WHAT THIS TASK INVOLVES ▸ When you answer, give every record back exactly as written.

*** RECORDS FOR THIS EXERCISE ***

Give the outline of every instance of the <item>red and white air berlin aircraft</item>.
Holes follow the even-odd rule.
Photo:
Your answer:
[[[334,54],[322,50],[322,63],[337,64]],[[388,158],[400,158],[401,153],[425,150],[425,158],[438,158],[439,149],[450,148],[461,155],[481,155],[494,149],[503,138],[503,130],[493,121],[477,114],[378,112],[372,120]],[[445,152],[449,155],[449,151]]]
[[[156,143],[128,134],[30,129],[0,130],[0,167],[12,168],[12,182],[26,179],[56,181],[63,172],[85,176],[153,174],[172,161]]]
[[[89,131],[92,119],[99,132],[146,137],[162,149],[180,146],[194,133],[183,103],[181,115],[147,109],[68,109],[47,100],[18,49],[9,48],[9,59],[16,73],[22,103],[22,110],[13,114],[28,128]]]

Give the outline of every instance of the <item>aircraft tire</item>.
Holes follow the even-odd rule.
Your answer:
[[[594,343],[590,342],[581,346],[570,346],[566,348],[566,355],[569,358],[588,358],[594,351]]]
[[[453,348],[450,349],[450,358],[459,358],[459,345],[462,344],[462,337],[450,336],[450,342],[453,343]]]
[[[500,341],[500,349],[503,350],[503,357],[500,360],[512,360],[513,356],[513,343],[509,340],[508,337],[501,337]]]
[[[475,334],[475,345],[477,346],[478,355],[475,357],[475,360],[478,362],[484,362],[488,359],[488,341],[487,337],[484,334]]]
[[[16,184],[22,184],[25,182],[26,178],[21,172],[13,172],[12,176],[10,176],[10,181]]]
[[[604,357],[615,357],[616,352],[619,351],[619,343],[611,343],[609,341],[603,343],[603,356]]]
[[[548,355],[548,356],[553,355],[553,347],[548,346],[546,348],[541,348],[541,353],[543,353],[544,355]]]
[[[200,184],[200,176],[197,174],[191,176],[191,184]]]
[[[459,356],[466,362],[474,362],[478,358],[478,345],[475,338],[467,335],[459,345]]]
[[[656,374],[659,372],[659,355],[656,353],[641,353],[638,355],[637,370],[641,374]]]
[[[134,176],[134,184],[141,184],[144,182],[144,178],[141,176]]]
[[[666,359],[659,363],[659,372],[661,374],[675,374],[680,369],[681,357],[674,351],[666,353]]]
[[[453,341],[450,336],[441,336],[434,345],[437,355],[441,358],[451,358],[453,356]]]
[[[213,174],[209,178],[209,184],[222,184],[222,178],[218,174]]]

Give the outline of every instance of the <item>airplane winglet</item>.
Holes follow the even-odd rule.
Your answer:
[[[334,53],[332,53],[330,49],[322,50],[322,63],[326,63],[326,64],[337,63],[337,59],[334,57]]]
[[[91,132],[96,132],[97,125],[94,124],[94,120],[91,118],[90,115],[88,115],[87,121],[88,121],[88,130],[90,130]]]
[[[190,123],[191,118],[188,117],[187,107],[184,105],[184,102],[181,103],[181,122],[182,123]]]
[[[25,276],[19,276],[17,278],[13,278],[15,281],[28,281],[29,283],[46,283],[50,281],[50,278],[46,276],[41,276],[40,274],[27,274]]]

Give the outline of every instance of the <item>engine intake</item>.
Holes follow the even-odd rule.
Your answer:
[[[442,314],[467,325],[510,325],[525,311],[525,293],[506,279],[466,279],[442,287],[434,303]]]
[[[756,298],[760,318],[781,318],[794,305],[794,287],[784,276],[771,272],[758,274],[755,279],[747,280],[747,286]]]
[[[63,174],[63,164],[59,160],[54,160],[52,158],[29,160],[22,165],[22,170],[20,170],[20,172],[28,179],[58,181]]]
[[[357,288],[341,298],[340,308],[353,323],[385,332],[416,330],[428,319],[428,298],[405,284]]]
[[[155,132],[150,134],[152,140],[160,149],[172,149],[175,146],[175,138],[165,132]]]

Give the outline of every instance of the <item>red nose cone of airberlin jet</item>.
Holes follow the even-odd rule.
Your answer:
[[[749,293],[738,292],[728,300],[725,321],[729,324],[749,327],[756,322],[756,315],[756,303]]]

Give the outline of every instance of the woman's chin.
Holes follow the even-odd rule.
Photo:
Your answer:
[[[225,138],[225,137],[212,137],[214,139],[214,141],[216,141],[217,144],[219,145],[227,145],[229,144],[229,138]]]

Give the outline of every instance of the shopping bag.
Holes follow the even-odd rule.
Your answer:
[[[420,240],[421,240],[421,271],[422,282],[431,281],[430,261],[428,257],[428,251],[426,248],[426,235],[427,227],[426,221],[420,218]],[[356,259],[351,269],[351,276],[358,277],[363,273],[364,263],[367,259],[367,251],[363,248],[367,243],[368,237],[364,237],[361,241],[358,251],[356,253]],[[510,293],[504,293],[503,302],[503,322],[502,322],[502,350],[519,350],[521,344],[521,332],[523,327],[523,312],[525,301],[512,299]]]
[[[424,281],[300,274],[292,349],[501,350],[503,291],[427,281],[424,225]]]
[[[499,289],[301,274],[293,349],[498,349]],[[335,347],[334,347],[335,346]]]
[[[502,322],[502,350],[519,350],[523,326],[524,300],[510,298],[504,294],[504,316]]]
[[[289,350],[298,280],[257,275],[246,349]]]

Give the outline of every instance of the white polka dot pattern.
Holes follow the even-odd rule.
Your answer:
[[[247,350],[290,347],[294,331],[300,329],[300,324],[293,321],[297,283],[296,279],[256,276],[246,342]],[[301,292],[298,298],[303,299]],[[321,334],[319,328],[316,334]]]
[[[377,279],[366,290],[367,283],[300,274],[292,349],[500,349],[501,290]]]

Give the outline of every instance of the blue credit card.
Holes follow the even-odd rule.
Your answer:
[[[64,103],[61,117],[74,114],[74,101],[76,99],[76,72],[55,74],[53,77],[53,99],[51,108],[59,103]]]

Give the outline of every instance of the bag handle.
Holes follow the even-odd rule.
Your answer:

*** End of RECORDS FOR THIS EXERCISE ***

WRITTEN RESPONSE ▸
Give the outline of every instance of the <item>red and white air berlin aircraft</item>.
Holes follow the even-odd rule.
Photo:
Your answer:
[[[334,54],[322,50],[322,63],[337,64]],[[388,158],[400,158],[401,153],[425,150],[425,158],[438,158],[439,149],[450,148],[461,155],[481,155],[494,149],[503,138],[503,130],[493,121],[477,114],[378,112],[372,120]],[[445,152],[449,155],[449,151]]]
[[[156,143],[128,134],[30,129],[0,130],[0,167],[12,168],[12,182],[26,179],[56,181],[63,172],[85,176],[153,174],[172,161]]]
[[[89,131],[92,119],[99,132],[146,137],[162,149],[180,146],[194,133],[183,103],[181,115],[147,109],[68,109],[47,100],[18,49],[9,48],[9,59],[16,73],[22,103],[22,110],[13,114],[28,128]]]

Give the outline of every instance of the <item>aircraft tire</item>.
Holes follow the even-odd rule.
Your answer:
[[[594,343],[590,342],[581,346],[570,346],[566,348],[566,355],[569,358],[588,358],[594,351]]]
[[[453,348],[450,349],[450,358],[459,358],[459,345],[462,344],[462,337],[450,336],[450,342],[453,343]]]
[[[500,341],[500,349],[503,350],[503,357],[500,360],[512,360],[513,356],[513,343],[509,340],[508,337],[501,337]]]
[[[475,334],[475,345],[477,346],[478,355],[475,357],[475,360],[478,362],[484,362],[488,359],[488,341],[487,337],[484,334]]]
[[[16,184],[22,184],[25,182],[26,178],[21,172],[13,172],[12,176],[10,176],[10,181]]]
[[[604,357],[615,357],[616,352],[619,351],[619,343],[611,343],[609,341],[603,343],[603,356]]]
[[[548,355],[548,356],[553,355],[553,347],[548,346],[546,348],[541,348],[541,353],[543,353],[544,355]]]
[[[200,184],[200,176],[197,174],[191,176],[191,184]]]
[[[459,356],[466,362],[474,362],[478,358],[478,345],[475,338],[467,335],[459,345]]]
[[[656,374],[659,372],[659,355],[656,353],[641,353],[638,355],[637,370],[641,374]]]
[[[134,176],[134,184],[141,184],[144,182],[144,178],[141,176]]]
[[[666,359],[659,363],[659,372],[661,374],[675,374],[680,369],[681,357],[674,351],[666,353]]]
[[[453,341],[450,336],[441,336],[434,345],[437,355],[441,358],[451,358],[453,356]]]
[[[213,174],[209,178],[209,184],[222,184],[222,178],[218,174]]]

Give the outline of every instance of the <item>airplane winglet</item>.
Holes follow the even-odd rule.
Your answer:
[[[334,53],[332,53],[330,49],[322,50],[322,63],[326,63],[326,64],[337,63],[337,59],[334,57]]]
[[[91,132],[96,132],[97,125],[94,124],[94,120],[91,118],[90,115],[88,115],[87,121],[88,121],[88,130],[90,130]]]
[[[190,123],[191,118],[188,117],[187,107],[184,105],[184,102],[181,103],[181,122],[182,123]]]
[[[25,276],[19,276],[17,278],[13,278],[15,281],[28,281],[29,283],[46,283],[50,281],[50,278],[46,276],[41,276],[40,274],[27,274]]]

Give the outline of every instance of the <item>engine intake</item>.
Holes follow the even-odd rule.
Your answer:
[[[442,314],[467,325],[510,325],[525,311],[525,293],[506,279],[466,279],[442,287],[434,303]]]
[[[756,298],[760,318],[781,318],[794,305],[794,287],[784,276],[771,272],[758,274],[755,279],[747,280],[747,286]]]
[[[63,174],[63,164],[59,160],[54,160],[52,158],[29,160],[22,165],[22,170],[20,170],[20,172],[28,179],[58,181]]]
[[[357,288],[341,298],[340,308],[353,323],[385,332],[416,330],[428,319],[428,298],[405,284]]]
[[[155,132],[150,134],[152,140],[160,149],[172,149],[175,146],[175,138],[165,132]]]

Give the outline of every instance of the <item>red nose cone of airberlin jet</item>.
Holes follow the even-odd rule.
Your answer:
[[[749,293],[738,292],[728,300],[725,321],[729,324],[749,327],[756,322],[756,315],[756,303]]]

Give the outline of every instance of the woman's chin.
Holes follow the even-odd rule.
Photo:
Your answer:
[[[225,138],[225,137],[212,137],[214,139],[214,141],[216,141],[217,144],[219,145],[227,145],[229,144],[229,138]]]

Give the outline of every instance of the shopping bag.
Holes follow the even-odd rule.
Your answer:
[[[420,240],[421,240],[421,271],[422,282],[431,281],[430,261],[428,257],[428,251],[426,248],[426,235],[427,227],[426,221],[420,218]],[[356,259],[351,269],[351,276],[358,277],[363,273],[364,263],[367,259],[367,251],[363,248],[367,243],[368,237],[364,237],[361,241],[358,251],[356,253]],[[510,293],[504,293],[503,302],[503,322],[502,322],[502,350],[519,350],[521,344],[521,332],[523,327],[523,312],[525,301],[512,299]]]
[[[424,281],[300,274],[292,349],[501,350],[503,291],[427,281],[424,225]]]
[[[499,289],[301,274],[293,349],[498,349]],[[335,347],[334,347],[335,346]]]
[[[502,322],[502,350],[519,350],[523,326],[524,300],[510,298],[504,294],[504,316]]]
[[[289,350],[298,280],[257,275],[246,349]]]

Give the outline of every instance of the white polka dot pattern.
Holes follow the even-odd rule.
Your answer:
[[[247,350],[290,347],[294,331],[300,329],[300,324],[293,321],[297,283],[296,279],[256,276],[246,342]],[[301,292],[298,298],[303,299]],[[321,334],[319,328],[316,334]]]
[[[377,279],[366,290],[367,283],[300,274],[292,349],[500,349],[501,290]]]

Give the outline of every instance of the blue credit card.
Holes follow the even-odd rule.
Your answer:
[[[64,103],[61,117],[74,114],[74,101],[76,99],[76,72],[55,74],[53,77],[53,99],[51,108],[59,103]]]

Give the outline of every instance of the bag handle.
Holes follow the even-odd rule.
Your answer:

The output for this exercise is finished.